**TASK**
Can you retype the records below word for word, from their first line through the line with "left=809, top=213, right=917, bottom=361", including that line?

**RECORDS FOR THE TASK**

## BEGIN

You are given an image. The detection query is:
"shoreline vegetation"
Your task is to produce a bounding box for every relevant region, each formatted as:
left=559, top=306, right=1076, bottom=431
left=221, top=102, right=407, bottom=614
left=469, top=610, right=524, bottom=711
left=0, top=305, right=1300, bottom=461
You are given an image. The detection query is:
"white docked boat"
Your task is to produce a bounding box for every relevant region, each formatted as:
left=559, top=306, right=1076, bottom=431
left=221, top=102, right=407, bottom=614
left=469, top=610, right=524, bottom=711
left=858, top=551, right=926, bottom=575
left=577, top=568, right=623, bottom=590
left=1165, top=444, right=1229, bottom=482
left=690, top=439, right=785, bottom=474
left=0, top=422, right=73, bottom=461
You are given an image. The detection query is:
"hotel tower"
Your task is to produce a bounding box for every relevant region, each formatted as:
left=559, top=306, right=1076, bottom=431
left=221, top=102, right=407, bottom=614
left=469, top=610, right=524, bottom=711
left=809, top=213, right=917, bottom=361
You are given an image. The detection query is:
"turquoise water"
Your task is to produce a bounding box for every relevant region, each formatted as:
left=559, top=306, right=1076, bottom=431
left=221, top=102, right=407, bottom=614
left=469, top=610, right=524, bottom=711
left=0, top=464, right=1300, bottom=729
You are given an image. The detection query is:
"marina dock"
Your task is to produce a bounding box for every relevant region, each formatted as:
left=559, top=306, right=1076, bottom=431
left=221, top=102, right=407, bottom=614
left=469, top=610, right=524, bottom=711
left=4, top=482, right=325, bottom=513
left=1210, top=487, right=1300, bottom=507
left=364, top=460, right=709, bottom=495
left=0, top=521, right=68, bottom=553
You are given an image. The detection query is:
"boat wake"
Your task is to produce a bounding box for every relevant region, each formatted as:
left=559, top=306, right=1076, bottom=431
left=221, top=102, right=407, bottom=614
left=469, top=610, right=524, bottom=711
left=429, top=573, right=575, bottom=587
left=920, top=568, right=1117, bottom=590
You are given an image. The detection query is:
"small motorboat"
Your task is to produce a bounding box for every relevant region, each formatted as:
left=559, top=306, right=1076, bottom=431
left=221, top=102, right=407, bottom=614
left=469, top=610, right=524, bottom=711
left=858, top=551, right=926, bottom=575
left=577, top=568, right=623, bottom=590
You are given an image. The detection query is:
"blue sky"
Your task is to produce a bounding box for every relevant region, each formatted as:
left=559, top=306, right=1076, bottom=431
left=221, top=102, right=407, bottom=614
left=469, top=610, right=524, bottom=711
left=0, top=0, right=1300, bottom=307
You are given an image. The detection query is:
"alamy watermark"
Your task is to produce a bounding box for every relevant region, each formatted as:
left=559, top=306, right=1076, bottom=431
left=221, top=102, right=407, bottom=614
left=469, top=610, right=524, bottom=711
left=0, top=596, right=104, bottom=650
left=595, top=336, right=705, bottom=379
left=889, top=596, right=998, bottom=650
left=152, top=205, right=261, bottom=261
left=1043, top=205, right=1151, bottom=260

## END

**EXERCISE SOLUTION**
You are given an image. The detection query is:
"shoreline vegetation"
Your task is to produce a bounding box for every relevant region, each formatted as:
left=559, top=306, right=1076, bottom=431
left=221, top=102, right=407, bottom=614
left=469, top=610, right=524, bottom=711
left=0, top=305, right=1300, bottom=461
You are given an image. The detection query is:
"white docked boat"
Your task is to produce a bounding box for every relevant region, each formatted as:
left=559, top=306, right=1076, bottom=431
left=221, top=102, right=407, bottom=614
left=469, top=610, right=524, bottom=711
left=858, top=551, right=926, bottom=575
left=577, top=568, right=623, bottom=590
left=1165, top=444, right=1229, bottom=482
left=690, top=439, right=785, bottom=474
left=0, top=422, right=73, bottom=461
You are given an image. The detection query is:
"hotel tower"
Your task is to produce a bounding box for every relevant region, each formatted as:
left=559, top=306, right=1076, bottom=431
left=221, top=102, right=407, bottom=614
left=469, top=610, right=524, bottom=711
left=809, top=213, right=917, bottom=361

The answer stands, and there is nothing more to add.